[Opening Dataset entries section]
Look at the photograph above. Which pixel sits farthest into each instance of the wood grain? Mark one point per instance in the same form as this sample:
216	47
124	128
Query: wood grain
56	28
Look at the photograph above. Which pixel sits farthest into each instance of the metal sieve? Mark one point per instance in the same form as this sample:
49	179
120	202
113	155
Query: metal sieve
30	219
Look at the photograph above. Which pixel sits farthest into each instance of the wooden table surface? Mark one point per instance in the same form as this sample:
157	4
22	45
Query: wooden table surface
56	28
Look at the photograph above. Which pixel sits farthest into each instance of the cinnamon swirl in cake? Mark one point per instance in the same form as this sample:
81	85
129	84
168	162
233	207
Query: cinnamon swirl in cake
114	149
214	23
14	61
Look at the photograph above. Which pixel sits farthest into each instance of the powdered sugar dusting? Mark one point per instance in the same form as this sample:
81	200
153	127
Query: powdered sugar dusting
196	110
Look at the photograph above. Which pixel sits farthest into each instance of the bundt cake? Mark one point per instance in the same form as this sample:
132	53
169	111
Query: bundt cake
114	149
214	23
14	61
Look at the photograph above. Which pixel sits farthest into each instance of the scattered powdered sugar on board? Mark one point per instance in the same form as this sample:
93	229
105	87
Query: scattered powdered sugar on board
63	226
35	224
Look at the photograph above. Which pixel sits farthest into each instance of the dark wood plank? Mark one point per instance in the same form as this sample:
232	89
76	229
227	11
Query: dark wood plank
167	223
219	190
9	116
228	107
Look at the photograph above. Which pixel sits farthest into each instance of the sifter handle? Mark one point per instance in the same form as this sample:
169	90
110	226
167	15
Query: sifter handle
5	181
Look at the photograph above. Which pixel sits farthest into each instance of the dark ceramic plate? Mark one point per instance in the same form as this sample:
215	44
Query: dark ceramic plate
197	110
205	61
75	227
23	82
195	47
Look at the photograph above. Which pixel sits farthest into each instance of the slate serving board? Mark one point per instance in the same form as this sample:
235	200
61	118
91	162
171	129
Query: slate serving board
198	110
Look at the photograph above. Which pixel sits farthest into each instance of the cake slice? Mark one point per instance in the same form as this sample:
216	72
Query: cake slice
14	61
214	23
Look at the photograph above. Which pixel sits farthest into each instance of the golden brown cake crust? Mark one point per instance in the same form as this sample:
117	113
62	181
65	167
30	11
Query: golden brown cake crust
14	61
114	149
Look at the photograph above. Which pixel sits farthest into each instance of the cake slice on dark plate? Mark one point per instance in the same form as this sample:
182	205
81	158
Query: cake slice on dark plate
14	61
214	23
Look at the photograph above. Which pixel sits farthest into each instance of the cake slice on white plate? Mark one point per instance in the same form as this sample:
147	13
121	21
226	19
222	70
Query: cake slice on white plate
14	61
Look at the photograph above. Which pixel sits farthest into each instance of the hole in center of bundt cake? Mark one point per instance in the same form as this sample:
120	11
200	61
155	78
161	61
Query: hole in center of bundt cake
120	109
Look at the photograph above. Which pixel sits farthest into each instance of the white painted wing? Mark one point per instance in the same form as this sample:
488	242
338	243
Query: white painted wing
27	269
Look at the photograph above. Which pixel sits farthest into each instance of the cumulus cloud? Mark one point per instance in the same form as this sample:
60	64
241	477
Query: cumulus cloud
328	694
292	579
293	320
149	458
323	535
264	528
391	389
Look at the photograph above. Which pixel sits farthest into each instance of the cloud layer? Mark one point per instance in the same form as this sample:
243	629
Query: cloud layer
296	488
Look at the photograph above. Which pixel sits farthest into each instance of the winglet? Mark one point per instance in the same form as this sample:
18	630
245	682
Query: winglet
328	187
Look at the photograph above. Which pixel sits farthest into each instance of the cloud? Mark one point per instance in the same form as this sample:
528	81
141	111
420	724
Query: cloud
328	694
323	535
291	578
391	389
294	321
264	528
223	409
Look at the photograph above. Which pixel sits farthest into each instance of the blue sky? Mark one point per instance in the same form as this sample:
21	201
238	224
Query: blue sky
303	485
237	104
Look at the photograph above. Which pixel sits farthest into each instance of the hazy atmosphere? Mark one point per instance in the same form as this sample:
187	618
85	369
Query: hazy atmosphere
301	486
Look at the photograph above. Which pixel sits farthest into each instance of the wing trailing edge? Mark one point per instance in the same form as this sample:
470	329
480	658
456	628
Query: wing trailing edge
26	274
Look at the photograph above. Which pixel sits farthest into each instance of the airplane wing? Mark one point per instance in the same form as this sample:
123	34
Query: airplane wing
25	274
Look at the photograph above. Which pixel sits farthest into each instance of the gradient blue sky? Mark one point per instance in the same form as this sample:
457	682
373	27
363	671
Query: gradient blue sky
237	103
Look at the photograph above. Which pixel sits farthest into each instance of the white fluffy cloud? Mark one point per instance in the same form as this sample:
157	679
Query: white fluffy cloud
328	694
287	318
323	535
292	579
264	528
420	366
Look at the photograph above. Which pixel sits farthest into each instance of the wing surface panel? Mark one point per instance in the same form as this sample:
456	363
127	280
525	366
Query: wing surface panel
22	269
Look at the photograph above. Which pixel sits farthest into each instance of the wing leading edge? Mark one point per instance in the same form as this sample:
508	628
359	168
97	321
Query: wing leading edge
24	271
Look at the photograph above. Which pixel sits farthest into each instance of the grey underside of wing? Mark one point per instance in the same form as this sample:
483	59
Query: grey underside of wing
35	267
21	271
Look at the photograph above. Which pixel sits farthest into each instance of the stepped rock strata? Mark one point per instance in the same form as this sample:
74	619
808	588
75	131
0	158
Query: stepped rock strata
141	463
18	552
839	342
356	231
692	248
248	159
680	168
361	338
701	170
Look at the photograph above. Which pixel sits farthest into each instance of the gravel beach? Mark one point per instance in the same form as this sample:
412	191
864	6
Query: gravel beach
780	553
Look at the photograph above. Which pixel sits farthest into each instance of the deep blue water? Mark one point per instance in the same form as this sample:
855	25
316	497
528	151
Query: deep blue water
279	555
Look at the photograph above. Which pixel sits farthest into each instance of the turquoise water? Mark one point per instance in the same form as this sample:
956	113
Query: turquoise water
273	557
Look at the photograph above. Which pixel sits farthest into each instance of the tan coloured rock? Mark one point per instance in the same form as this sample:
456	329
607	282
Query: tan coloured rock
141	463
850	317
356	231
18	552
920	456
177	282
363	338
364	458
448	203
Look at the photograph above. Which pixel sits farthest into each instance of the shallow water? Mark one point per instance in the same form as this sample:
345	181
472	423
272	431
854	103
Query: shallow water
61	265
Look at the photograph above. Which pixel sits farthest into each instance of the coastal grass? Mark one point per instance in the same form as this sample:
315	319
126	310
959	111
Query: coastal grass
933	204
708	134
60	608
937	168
[Closing Dataset entries section]
* _Exercise prompt_: Top to bottom, set down the entries above word for word.

* _Result_:
Look at the photograph above. Which pixel sits farthest into each instance of the wood grain? Mark one point per instance in the same form as this sample:
216	47
124	128
Query: wood grain
56	28
Look at the photograph above. Which pixel sits farthest into each instance of the metal sieve? Mark one point per instance in the same form as this sample:
49	179
120	202
113	155
Query: metal sieve
30	219
Look at the photograph above. Which pixel sits farthest into each instance of the wooden table surface? Mark one point per instance in the same form as this sample:
157	4
22	45
Query: wooden table surface
56	28
Look at the photograph above. Which pixel sits farthest into each instance of the cinnamon swirl in cake? Mark one point per instance in the same form as this sample:
81	85
129	84
168	162
233	207
Query: cinnamon swirl in cake
114	149
214	23
14	61
Look at the photograph above. Which pixel sits farthest into each instance of the powdered sugar dusting? Mark one point per instance in the same form as this sample:
81	200
153	127
Query: powdered sugar dusting
196	110
Look at the photograph above. Which pixel sits farthest into each instance of the bundt cake? Mark one point per instance in the same form as this sample:
132	53
169	111
Query: bundt cake
114	149
214	23
14	61
Look at the photograph above. Which pixel sits farthest into each instance of the scattered powdered sugar on board? Mark one point per instance in the same form as this sample:
93	229
105	87
Query: scattered powdered sugar on board
63	226
35	224
Look at the photograph above. Which pixel sits farthest into each instance of the dark wood plank? Mark one point per instance in the same form as this sample:
232	89
76	229
227	11
Query: dark wood plank
167	223
219	190
9	116
228	107
Look at the photograph above. Which pixel sits farthest into each instance of the sifter handle? Mark one point per instance in the same form as this sample:
169	90
110	226
167	15
Query: sifter handle
5	181
Look at the photograph above. Which pixel sits farthest into each instance of the dark ceramic plate? Mark one point per instance in the same form as this sample:
215	44
Query: dark ceramic plate
197	110
205	61
75	227
23	82
195	47
Look at the photograph above. Which pixel sits farthest into each instance of the slate serving board? Mark one point per instance in the same form as this sample:
235	200
61	118
91	162
171	129
Query: slate serving board
198	110
Look at the photograph above. Which pixel sits farthest into each instance of the cake slice? Mark one point per instance in the same form as this sample:
216	72
Query: cake slice
14	61
214	23
Look at the photograph above. Which pixel sits farthest into each instance of the golden brown cake crust? Mark one point per instance in the same form as this sample:
117	113
62	181
65	167
30	11
Query: golden brown cake crust
14	61
114	149
Look at the photograph above. Which pixel sits farthest into each instance of the cake slice on dark plate? Mark one point per instance in the same form as this sample:
182	205
81	158
Query: cake slice on dark plate
14	61
214	23
Look at the photograph above. Which pixel sits farthest into each instance of the cake slice on white plate? Mark one point per instance in the same form as this sample:
147	13
121	21
226	19
222	70
Query: cake slice on white plate
14	61
Look at the photograph above. Which pixel sits farthest into each instance of the hole in center of bundt cake? Mark one point per instance in the same form as this sample:
120	11
200	61
155	78
161	61
Query: hole in center of bundt cake
120	109
Look at the photograph above. Which pixel sits farthest into each instance of the white painted wing? Mark one point per instance in the same form as this sample:
488	242
338	243
Query: white painted wing
27	269
Look at the photograph above. Which pixel sits farthest into each instance of the cumulus cloud? Mark one point per instance in the same form as this sample:
60	64
241	477
Query: cumulus cloud
328	694
292	579
293	320
149	458
323	535
264	528
391	389
Look at the photograph above. Which pixel sits farthest into each instance of the cloud layer? Mark one point per instance in the same form as this sample:
243	629
Query: cloud layer
296	488
Look at the photograph above. Which pixel sits farthest into each instance of the winglet? Mark one point per instance in the same form as this sample:
18	630
245	682
Query: winglet
328	187
Look at the photograph above. Which pixel sits farthest into each instance of the cloud? Mark one point per instance in the same form as this sample:
528	81
141	111
420	724
Query: cloud
328	694
323	535
291	578
391	389
294	321
264	528
223	409
Look at the photograph above. Which pixel sits farthest into each instance of the blue sky? Mark one point per instance in the same form as this sample:
21	201
238	224
Query: blue sky
303	485
237	104
Look at the photograph above. Which pixel sits farthest into each instance of the hazy atmosphere? Mark one point per instance in the same form as this sample:
187	618
85	369
Query: hazy atmosphere
301	486
Look at the photograph above. Which pixel sits farthest into each instance of the wing trailing edge? Mark one point per instance in the same form as this sample:
470	329
480	658
456	628
Query: wing trailing edge
26	274
Look at the photograph above. Which pixel sits farthest into each instance of the airplane wing? Mark one point per instance in the same form as this sample:
123	34
Query: airplane wing
25	274
Look at the photograph above. Which pixel sits farthest into each instance of the gradient blue sky? Mark one point per instance in the same form as this sample:
457	682
373	27
363	671
Query: gradient blue sky
237	103
Look at the photograph above. Which pixel sits farthest into each instance of the white fluffy cloud? Mark one point per instance in the same form as this sample:
157	679
Query: white fluffy cloud
328	694
287	318
323	535
292	579
264	528
420	366
Look at the photograph above. Which pixel sits farthest into each instance of the wing surface panel? Mark one point per instance in the same form as this sample:
456	363
127	280
525	366
Query: wing surface panel
22	269
Look at the photograph above. Which pixel sits farthest into each instance of the wing leading edge? Mark one point per instance in the same form as this sample:
508	628
359	168
97	321
Query: wing leading edge
24	271
Look at the photograph above. Which pixel sits farthest into each instance of the grey underside of wing? Mark one point per instance in the same form as this sample:
483	59
Query: grey underside of wing
35	267
21	271
Look at the photograph above. Which pixel sits farthest into each instance of the stepped rock strata? Mark one point per instance in the same form as this sample:
74	619
808	588
75	131
0	158
Query: stepped rock strata
141	463
18	552
839	342
356	231
692	248
248	159
680	168
361	338
701	170
Look at the photograph above. Which pixel sits farthest into each instance of the gravel beach? Mark one point per instance in the same form as this sample:
412	191
864	6
Query: gravel beach
780	553
Look at the photograph above. Which pixel sits farthest into each instance of the deep blue water? Mark one point per instance in the same form as this sample:
855	25
316	497
528	151
Query: deep blue water
279	555
Look at the photograph above. Which pixel sits farthest into each instance of the turquoise water? Mark one point per instance in the same form as this sample:
956	113
Query: turquoise water
273	557
Look at the photograph above. Which pixel sits farthest into each instance of the tan coloured rock? Mark one point per instance in the same form as this sample:
456	329
607	282
Query: tan coloured rock
141	463
850	317
356	231
18	552
920	456
177	282
363	338
364	458
448	203
Look at the photograph above. Which pixel sits farthest into each instance of the shallow water? Mark one point per instance in the same form as this sample:
345	181
472	423
272	431
854	103
Query: shallow water
61	265
Look at the photograph above. Which pixel sits farthest into each instance of the coastal grass? Mark one point per instance in the same form as this sample:
315	319
126	310
959	111
Query: coastal grass
933	204
708	134
60	608
937	168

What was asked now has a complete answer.